INSTRUCTIONS FOR THE TASK:
Render the rows below as a two-column Markdown table, with No. holding a running line number and Line holding that line's text. Skip blank lines.

--------------------------------------------------

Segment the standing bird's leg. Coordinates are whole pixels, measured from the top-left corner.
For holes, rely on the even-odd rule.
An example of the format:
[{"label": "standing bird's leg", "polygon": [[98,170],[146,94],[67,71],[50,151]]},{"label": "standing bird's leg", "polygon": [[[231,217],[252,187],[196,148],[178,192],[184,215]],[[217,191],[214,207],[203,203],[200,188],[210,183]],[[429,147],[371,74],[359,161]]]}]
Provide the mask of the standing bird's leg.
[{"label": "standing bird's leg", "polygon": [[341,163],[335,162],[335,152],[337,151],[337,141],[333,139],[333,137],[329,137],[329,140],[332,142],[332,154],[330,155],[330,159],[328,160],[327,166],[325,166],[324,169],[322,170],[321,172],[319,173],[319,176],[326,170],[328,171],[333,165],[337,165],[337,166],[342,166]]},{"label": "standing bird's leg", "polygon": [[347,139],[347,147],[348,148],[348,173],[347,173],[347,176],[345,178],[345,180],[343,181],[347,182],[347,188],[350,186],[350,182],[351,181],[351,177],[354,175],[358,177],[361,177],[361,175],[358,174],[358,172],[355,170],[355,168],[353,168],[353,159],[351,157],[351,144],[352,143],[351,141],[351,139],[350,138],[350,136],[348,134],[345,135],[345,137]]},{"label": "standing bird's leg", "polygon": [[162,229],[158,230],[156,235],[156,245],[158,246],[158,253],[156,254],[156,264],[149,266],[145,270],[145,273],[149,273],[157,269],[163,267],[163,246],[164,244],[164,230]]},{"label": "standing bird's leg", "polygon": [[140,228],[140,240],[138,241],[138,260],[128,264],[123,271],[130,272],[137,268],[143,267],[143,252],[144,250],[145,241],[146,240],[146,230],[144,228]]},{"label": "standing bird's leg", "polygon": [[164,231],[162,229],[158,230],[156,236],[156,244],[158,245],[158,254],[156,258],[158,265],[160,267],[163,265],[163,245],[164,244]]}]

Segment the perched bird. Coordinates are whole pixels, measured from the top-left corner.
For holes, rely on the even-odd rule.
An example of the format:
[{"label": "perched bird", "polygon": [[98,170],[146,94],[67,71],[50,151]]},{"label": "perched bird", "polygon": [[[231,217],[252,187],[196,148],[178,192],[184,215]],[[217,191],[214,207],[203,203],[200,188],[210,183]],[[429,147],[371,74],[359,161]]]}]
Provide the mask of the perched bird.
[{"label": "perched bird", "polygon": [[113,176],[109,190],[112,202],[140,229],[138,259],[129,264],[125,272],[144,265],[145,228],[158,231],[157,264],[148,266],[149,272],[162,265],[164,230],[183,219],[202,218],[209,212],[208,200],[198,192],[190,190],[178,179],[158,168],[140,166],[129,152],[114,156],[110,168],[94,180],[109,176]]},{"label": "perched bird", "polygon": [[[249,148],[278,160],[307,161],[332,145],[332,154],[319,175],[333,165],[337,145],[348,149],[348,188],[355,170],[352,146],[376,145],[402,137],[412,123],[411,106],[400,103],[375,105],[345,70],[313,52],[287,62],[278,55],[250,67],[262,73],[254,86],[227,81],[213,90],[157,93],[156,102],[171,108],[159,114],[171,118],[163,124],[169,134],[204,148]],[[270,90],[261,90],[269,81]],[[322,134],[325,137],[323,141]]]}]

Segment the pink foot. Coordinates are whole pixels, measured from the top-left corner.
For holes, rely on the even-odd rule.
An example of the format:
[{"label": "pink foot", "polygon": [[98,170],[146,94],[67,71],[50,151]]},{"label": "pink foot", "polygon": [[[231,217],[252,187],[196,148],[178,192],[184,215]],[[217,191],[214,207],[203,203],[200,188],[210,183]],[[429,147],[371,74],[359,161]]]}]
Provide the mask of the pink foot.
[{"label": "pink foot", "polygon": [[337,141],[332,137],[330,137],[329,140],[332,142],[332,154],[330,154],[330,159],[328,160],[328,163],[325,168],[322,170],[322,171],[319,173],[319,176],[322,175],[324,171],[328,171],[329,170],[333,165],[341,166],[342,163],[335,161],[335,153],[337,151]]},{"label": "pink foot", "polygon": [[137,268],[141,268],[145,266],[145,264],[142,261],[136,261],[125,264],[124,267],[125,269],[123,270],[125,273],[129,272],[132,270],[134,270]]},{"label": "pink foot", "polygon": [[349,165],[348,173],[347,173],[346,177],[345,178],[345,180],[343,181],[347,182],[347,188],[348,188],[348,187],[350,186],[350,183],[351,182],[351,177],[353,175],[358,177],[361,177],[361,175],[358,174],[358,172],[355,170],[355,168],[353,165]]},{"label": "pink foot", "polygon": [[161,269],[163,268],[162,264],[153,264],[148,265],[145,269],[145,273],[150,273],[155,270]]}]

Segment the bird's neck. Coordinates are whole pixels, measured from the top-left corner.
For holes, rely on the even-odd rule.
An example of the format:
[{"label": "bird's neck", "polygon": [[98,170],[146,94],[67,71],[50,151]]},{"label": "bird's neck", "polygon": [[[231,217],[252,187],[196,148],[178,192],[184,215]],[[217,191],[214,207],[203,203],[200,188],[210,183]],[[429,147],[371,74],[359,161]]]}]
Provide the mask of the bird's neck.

--------------------------------------------------

TASK RESULT:
| No. | Line |
|---|---|
| 1 | Segment the standing bird's leg. Coordinates are whole pixels, measured from the top-left corner. |
| 2 | For holes, rely on the even-odd rule. |
| 3 | An example of the format: |
| 4 | [{"label": "standing bird's leg", "polygon": [[98,170],[146,94],[67,71],[50,151]]},{"label": "standing bird's leg", "polygon": [[[231,217],[252,187],[196,148],[178,192],[184,215]],[[217,191],[214,207],[203,203],[200,188],[210,183]],[[429,147],[371,74],[359,161]]]}] |
| 5 | Provide the mask of the standing bird's leg. |
| 6 | [{"label": "standing bird's leg", "polygon": [[341,163],[335,162],[335,152],[337,151],[337,141],[333,139],[333,137],[329,137],[329,140],[332,142],[332,154],[330,155],[330,159],[328,160],[327,166],[325,166],[324,169],[322,170],[321,172],[319,173],[319,176],[326,170],[328,171],[333,165],[337,165],[337,166],[342,166]]},{"label": "standing bird's leg", "polygon": [[347,139],[347,147],[348,148],[348,173],[347,173],[347,176],[345,178],[345,180],[343,181],[347,182],[347,188],[350,186],[350,182],[351,181],[351,177],[354,175],[358,177],[361,177],[361,175],[358,174],[358,172],[355,170],[355,168],[353,168],[353,159],[351,157],[351,144],[352,143],[351,141],[351,139],[350,138],[350,136],[348,134],[345,135],[345,137]]},{"label": "standing bird's leg", "polygon": [[162,229],[158,230],[156,235],[156,245],[158,246],[158,253],[156,254],[156,264],[149,266],[145,270],[145,273],[149,273],[157,269],[163,267],[163,246],[164,244],[164,230]]},{"label": "standing bird's leg", "polygon": [[140,228],[140,240],[138,241],[138,260],[128,264],[123,271],[130,272],[137,268],[143,267],[143,252],[144,250],[145,241],[146,240],[146,230],[144,228]]},{"label": "standing bird's leg", "polygon": [[164,231],[162,229],[158,230],[156,236],[156,244],[158,245],[158,254],[156,258],[158,265],[160,267],[163,265],[163,245],[164,244]]}] |
| 7 | Segment the perched bird. Coordinates are whole pixels, measured from the top-left corner. |
| 8 | For holes, rely on the even-odd rule. |
| 9 | An example of the format: |
| 10 | [{"label": "perched bird", "polygon": [[98,170],[146,94],[67,71],[50,151]]},{"label": "perched bird", "polygon": [[[231,217],[252,187],[196,148],[178,192],[184,215]],[[217,191],[214,207],[203,203],[200,188],[210,183]],[[429,147],[371,74],[359,161]]]}] |
| 11 | Provide the mask of the perched bird. |
| 12 | [{"label": "perched bird", "polygon": [[113,176],[109,190],[112,202],[140,229],[138,259],[129,264],[125,272],[144,265],[145,228],[158,231],[157,264],[148,266],[149,272],[162,265],[164,230],[183,219],[202,218],[209,212],[208,200],[198,192],[190,190],[178,179],[158,168],[140,166],[129,152],[114,156],[110,168],[94,180],[109,176]]},{"label": "perched bird", "polygon": [[[249,148],[278,160],[307,161],[332,145],[332,154],[319,175],[333,165],[337,145],[348,149],[348,188],[355,170],[352,146],[376,145],[402,137],[412,123],[411,106],[400,103],[375,105],[345,70],[313,52],[287,62],[278,55],[250,67],[262,73],[254,86],[227,81],[213,90],[157,93],[156,102],[171,108],[159,114],[171,118],[163,124],[169,134],[204,148]],[[270,90],[261,90],[269,81]],[[322,134],[325,137],[323,141]]]}] |
| 13 | Segment the pink foot. Coordinates are whole pixels, measured from the top-left corner. |
| 14 | For holes, rely on the even-odd rule. |
| 15 | An example of the format: |
| 16 | [{"label": "pink foot", "polygon": [[98,170],[146,94],[67,71],[50,151]]},{"label": "pink foot", "polygon": [[[231,217],[252,187],[196,148],[178,192],[184,215]],[[217,191],[214,207],[203,203],[200,188],[210,183]],[[429,147],[371,74],[359,161]]]}] |
| 17 | Provide the mask of the pink foot. |
| 18 | [{"label": "pink foot", "polygon": [[337,141],[332,137],[330,137],[329,140],[332,142],[332,154],[330,154],[330,159],[328,160],[328,163],[325,168],[322,170],[322,171],[319,173],[319,176],[322,175],[324,171],[328,171],[329,170],[333,165],[341,166],[342,163],[335,161],[335,153],[337,151]]},{"label": "pink foot", "polygon": [[137,268],[141,268],[145,266],[145,264],[142,261],[136,261],[125,264],[124,267],[125,269],[123,270],[125,273],[129,272],[132,270],[134,270]]},{"label": "pink foot", "polygon": [[349,165],[348,173],[347,173],[346,177],[345,178],[345,180],[343,181],[347,182],[347,188],[348,188],[348,187],[350,186],[350,183],[351,182],[351,177],[353,175],[358,177],[361,177],[361,175],[358,174],[358,172],[355,170],[355,168],[353,165]]},{"label": "pink foot", "polygon": [[161,269],[163,268],[162,264],[153,264],[148,265],[145,269],[145,273],[150,273],[155,270]]}] |
| 19 | Segment the bird's neck. Coordinates are whole pixels, measured from the top-left corner. |
| 20 | For holes, rely on the even-odd rule. |
| 21 | An example of the format: |
| 22 | [{"label": "bird's neck", "polygon": [[98,170],[146,94],[67,71],[50,151]]},{"label": "bird's neck", "polygon": [[[231,217],[252,187],[196,148],[178,192],[184,215]],[[217,191],[214,207],[203,203],[200,188],[210,183]],[[429,147],[371,74],[359,161]]]}] |
| 23 | Provide the mask of the bird's neck. |